Problema planteado 1: Extraiga todas las líneas de los registros que contengan la cadena “rocky”, respetando la distinción entre mayúsculas y minúsculas.

══ Extracto proporcionado

La apelación a una idealizada y prístina democracia griega se ha convertido en uno de los mantras de los movimientos populistas. Esto, unido al método etimológico, consistente en creer que el mismo nombre de las cosas determina –o ha de determinar– por sí solo su naturaleza de manera unívoca –o sea, que la verdadera democracia no puede ser otra cosa que el gobierno directo, y cuanto más directo, mejor–, ha generado abundantes discursos afectos a un despreciable democratismo. Y por cierto, esto señala otra cuestión inquietante: la democracia no es una necesidad histórica. Ni la antigua ni, que sepamos, la moderna. Estos experimentos de “democracia total” acaban siempre en regímenes de monarquía absoluta, dictaduras militares o tiranías populares. Tiempo al tiempo.

════
══ Material suministrado

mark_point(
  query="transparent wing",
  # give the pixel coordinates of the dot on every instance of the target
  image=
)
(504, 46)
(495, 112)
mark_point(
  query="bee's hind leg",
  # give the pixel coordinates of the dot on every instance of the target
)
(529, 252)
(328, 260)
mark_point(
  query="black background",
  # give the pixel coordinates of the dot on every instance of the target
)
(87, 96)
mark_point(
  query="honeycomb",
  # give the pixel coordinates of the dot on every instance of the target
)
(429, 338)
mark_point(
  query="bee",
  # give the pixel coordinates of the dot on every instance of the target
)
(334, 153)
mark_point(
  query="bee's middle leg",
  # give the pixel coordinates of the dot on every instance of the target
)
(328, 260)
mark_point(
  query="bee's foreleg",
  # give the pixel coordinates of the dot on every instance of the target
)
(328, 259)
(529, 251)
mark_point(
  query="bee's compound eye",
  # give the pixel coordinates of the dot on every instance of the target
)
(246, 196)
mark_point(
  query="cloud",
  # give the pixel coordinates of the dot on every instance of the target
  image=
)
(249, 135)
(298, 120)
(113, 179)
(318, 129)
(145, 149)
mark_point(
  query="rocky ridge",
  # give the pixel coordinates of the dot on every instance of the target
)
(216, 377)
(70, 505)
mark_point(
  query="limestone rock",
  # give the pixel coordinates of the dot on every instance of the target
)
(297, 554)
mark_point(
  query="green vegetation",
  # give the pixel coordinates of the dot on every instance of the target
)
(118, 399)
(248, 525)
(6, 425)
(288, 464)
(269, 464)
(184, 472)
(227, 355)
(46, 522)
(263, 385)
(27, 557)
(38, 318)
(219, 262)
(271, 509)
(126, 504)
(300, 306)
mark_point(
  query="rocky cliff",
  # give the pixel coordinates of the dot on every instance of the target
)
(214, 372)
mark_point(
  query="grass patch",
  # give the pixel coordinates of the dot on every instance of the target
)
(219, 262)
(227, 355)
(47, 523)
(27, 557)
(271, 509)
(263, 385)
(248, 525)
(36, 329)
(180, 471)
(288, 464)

════

Problema planteado 2: Cite literalmente el pasaje del texto sobre la democracia que comienza en “La apelación a” y termina en “Tiempo al tiempo.”.

Solución desarrollada 1:
  query="rocky ridge",
  query="rocky cliff",

Solución desarrollada 2:
La apelación a una idealizada y prístina democracia griega se ha convertido en uno de los mantras de los movimientos populistas. Esto, unido al método etimológico, consistente en creer que el mismo nombre de las cosas determina –o ha de determinar– por sí solo su naturaleza de manera unívoca –o sea, que la verdadera democracia no puede ser otra cosa que el gobierno directo, y cuanto más directo, mejor–, ha generado abundantes discursos afectos a un despreciable democratismo. Y por cierto, esto señala otra cuestión inquietante: la democracia no es una necesidad histórica. Ni la antigua ni, que sepamos, la moderna. Estos experimentos de “democracia total” acaban siempre en regímenes de monarquía absoluta, dictaduras militares o tiranías populares. Tiempo al tiempo.